Exercise goal — Please rewrite the data from the line with "tap the macaron" through the line with "[117,56,120,66]" as a two-column CSV headed input_text and output_text. Give one row for each text with its answer, each in a single quoted field with line breaks changed to spaces.

-- start of Records --

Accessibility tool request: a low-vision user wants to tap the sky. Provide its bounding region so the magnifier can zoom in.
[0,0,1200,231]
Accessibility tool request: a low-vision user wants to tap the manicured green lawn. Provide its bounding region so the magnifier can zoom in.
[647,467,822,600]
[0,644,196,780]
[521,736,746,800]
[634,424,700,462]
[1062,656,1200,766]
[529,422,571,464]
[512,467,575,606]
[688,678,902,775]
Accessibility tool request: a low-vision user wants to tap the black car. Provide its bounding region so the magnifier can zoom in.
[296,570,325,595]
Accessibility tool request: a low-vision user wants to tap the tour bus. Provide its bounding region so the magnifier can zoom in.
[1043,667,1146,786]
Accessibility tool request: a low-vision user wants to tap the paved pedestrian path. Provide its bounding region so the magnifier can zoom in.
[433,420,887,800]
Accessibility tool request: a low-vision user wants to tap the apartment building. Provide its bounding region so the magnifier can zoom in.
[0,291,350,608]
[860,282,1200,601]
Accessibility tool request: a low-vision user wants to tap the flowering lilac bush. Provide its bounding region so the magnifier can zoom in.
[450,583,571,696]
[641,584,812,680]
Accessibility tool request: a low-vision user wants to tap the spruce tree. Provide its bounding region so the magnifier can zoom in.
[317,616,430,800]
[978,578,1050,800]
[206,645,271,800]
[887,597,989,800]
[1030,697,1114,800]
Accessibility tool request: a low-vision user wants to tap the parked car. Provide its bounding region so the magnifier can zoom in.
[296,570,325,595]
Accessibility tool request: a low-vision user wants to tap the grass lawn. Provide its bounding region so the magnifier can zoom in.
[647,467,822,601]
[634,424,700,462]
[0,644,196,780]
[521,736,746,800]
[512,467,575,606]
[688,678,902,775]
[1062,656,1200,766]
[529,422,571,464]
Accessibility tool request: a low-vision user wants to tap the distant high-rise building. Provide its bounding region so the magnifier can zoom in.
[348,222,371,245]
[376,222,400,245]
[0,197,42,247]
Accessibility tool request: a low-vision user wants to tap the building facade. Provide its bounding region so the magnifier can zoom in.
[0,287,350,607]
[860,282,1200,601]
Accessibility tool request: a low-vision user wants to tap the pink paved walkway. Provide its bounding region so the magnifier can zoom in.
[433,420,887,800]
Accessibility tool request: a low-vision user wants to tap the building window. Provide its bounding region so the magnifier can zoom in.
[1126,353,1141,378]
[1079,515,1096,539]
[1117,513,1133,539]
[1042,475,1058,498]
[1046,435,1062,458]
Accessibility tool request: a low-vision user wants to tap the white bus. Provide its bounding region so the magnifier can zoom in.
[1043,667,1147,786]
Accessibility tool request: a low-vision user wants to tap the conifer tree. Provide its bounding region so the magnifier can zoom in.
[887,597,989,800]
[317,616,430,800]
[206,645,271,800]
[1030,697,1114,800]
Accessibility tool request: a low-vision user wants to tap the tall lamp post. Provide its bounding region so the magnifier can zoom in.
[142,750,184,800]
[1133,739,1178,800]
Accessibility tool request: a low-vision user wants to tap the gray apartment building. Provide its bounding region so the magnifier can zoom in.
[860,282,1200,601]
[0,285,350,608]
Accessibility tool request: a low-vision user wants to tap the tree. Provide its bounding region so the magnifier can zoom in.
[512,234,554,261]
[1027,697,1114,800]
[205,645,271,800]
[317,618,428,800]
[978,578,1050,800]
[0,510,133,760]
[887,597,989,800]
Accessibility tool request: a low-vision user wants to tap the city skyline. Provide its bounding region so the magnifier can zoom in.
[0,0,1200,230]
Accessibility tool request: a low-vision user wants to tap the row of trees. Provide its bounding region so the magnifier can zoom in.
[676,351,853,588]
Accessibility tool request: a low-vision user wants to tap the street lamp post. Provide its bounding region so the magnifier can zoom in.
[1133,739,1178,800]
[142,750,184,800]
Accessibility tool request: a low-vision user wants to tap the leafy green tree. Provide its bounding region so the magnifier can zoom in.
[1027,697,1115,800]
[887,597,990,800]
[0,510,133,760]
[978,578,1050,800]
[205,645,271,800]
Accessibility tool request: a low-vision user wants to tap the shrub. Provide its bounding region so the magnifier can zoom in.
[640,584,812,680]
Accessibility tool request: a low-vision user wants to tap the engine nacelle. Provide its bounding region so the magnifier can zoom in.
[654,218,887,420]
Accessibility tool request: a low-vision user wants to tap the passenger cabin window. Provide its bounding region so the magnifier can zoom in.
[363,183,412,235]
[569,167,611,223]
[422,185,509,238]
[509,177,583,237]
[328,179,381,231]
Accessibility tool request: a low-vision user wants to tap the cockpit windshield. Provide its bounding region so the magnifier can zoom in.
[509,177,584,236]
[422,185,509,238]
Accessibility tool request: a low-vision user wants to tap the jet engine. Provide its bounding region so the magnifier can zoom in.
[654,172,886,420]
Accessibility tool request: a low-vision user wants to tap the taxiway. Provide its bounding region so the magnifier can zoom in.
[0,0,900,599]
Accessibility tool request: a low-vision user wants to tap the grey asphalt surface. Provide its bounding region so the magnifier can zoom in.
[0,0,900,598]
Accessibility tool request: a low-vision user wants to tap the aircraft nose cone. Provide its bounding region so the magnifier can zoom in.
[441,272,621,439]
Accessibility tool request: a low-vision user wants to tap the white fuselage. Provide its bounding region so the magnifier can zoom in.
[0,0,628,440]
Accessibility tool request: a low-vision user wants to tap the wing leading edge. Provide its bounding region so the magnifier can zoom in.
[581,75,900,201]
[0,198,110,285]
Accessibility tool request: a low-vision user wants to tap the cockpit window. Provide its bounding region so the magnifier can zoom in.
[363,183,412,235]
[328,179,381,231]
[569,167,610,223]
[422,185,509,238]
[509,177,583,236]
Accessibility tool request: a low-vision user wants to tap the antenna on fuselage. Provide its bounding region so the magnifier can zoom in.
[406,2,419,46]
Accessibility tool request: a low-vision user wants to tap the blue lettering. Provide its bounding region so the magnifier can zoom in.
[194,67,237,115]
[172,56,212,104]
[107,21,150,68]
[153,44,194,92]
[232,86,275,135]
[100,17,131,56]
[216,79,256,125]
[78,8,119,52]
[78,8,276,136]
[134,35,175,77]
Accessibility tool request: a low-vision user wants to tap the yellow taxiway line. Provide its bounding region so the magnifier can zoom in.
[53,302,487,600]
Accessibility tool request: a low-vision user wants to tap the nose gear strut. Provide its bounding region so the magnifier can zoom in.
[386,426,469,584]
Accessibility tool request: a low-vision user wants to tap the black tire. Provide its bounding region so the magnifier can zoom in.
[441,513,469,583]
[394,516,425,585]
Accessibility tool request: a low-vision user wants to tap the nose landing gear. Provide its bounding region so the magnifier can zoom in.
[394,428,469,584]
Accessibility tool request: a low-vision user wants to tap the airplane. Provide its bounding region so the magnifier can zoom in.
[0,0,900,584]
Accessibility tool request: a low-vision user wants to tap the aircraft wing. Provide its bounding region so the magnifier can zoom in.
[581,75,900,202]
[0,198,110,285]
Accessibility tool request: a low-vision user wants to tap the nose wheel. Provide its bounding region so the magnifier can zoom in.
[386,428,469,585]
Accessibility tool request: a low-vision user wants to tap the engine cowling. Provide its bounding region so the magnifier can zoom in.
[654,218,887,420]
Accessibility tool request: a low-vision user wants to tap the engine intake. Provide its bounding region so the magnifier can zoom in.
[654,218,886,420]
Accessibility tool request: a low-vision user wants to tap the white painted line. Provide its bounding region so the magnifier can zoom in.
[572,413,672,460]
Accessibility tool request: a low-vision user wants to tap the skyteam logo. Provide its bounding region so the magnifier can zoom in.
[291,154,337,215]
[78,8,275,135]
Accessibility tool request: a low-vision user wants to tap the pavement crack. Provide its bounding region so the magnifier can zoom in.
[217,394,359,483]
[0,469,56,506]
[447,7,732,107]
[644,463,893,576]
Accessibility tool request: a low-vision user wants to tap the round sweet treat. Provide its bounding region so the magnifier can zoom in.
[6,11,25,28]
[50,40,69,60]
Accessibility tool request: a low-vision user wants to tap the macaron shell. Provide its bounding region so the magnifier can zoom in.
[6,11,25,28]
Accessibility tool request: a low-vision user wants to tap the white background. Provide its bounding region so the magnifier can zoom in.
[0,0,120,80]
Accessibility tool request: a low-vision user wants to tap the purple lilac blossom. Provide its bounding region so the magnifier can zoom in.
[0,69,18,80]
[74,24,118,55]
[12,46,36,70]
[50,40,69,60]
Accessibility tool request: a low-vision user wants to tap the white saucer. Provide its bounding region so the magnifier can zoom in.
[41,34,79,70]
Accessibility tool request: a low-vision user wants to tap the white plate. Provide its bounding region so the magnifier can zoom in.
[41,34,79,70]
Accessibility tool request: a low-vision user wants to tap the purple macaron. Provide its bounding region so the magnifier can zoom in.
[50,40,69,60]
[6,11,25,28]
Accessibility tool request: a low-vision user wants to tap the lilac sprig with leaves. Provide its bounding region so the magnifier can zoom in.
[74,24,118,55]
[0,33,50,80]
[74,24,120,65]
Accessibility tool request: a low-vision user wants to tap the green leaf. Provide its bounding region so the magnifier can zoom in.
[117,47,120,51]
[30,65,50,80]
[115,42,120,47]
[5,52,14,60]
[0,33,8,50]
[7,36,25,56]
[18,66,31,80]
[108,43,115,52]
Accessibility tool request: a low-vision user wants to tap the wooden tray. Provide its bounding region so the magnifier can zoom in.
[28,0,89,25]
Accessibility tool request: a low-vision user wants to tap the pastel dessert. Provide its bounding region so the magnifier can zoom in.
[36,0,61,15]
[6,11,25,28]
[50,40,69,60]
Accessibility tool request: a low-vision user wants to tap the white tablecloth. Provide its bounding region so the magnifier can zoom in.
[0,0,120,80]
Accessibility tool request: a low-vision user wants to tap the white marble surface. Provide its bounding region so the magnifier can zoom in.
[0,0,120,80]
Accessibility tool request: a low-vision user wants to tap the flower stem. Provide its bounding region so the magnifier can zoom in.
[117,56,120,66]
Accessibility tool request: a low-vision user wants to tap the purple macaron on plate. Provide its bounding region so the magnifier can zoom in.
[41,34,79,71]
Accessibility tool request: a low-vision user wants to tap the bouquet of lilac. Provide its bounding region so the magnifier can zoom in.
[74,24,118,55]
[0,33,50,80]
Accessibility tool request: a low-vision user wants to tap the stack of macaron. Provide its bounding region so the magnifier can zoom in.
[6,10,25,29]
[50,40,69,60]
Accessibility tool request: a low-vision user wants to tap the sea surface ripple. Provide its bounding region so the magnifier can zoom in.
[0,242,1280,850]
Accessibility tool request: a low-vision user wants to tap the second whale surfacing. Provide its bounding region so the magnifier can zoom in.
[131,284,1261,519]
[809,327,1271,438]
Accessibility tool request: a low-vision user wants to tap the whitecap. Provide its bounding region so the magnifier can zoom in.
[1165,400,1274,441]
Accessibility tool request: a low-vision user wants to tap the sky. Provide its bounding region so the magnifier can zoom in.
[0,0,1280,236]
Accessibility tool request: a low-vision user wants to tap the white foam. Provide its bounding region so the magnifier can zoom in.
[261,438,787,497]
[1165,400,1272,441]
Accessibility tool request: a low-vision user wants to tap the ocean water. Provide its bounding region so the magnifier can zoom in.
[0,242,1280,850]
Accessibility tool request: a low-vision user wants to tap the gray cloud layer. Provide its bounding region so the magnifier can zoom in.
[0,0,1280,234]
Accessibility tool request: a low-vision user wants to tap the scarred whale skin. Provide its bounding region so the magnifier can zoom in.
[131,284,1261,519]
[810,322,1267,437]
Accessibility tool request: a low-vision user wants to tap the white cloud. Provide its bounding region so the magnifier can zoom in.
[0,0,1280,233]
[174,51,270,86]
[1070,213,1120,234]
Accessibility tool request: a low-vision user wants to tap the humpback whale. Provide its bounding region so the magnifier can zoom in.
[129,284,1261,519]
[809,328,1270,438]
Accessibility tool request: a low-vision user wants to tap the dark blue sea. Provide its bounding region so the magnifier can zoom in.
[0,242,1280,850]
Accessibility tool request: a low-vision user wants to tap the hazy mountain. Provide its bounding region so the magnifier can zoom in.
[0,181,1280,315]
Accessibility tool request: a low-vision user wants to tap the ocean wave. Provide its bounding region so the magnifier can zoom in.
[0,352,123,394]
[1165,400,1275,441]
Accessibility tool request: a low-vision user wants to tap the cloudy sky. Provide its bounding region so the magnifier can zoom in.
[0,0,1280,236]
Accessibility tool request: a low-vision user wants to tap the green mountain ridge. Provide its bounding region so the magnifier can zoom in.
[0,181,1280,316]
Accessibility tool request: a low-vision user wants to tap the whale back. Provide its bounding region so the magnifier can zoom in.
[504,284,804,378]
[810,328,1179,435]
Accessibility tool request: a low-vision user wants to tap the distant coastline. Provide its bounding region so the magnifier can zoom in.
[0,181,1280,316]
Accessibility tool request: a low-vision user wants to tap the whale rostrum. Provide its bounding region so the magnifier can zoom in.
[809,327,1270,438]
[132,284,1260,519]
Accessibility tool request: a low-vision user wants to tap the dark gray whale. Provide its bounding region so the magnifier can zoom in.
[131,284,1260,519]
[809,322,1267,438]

-- end of Records --

Task answer —
input_text,output_text
"Accessibility tool request: a low-vision user wants to tap the macaron shell. Provide its bounding region so the magnifier can zoom in.","[6,11,25,28]"
"Accessibility tool request: a low-vision user wants to tap the white background. Provide its bounding region so the magnifier can zoom in.","[0,0,120,80]"
"Accessibility tool request: a low-vision user wants to tap the purple lilac blossom. Provide its bounding region so the magnifier can zoom in.","[0,69,18,80] [74,24,118,55] [12,46,36,70] [50,40,69,60]"
"Accessibility tool request: a low-vision user wants to tap the white saucer. Provide its bounding region so the magnifier can zoom in.","[41,34,79,70]"
"Accessibility tool request: a low-vision user wants to tap the white plate. Provide its bounding region so the magnifier can zoom in.","[41,34,79,70]"
"Accessibility tool request: a low-vision user wants to tap the purple macaron. Provide its bounding region so the magnifier can zoom in.","[50,40,69,60] [6,11,25,28]"
"Accessibility tool request: a low-vision user wants to tap the lilac sprig with leaves. Provide its bounding region so the magnifier can zoom in.","[74,24,118,55] [0,33,50,80] [74,24,120,65]"
"Accessibility tool request: a low-vision user wants to tap the green leaf. Provide its bounding region so the magnifier can zoom in.","[117,47,120,51] [30,65,50,80] [115,42,120,47] [5,52,14,60] [0,33,8,50] [7,36,25,56] [18,66,31,80] [108,43,115,52]"
"Accessibility tool request: a low-vision user wants to tap the wooden tray. Provide its bounding region so the magnifier can zoom in.","[28,0,89,25]"
"Accessibility tool request: a low-vision user wants to tap the pastel dessert. Provide its bounding region so the magnifier can zoom in.","[36,0,61,15] [6,11,25,28] [50,40,69,60]"
"Accessibility tool request: a low-vision user wants to tap the white tablecloth. Provide its bounding region so the magnifier can zoom in.","[0,0,120,80]"
"Accessibility tool request: a low-vision user wants to tap the white marble surface. Provide its bounding region so the magnifier can zoom in.","[0,0,120,80]"
"Accessibility tool request: a low-vision user wants to tap the flower stem. Provide its bounding region so the magnifier can zoom in.","[117,56,120,66]"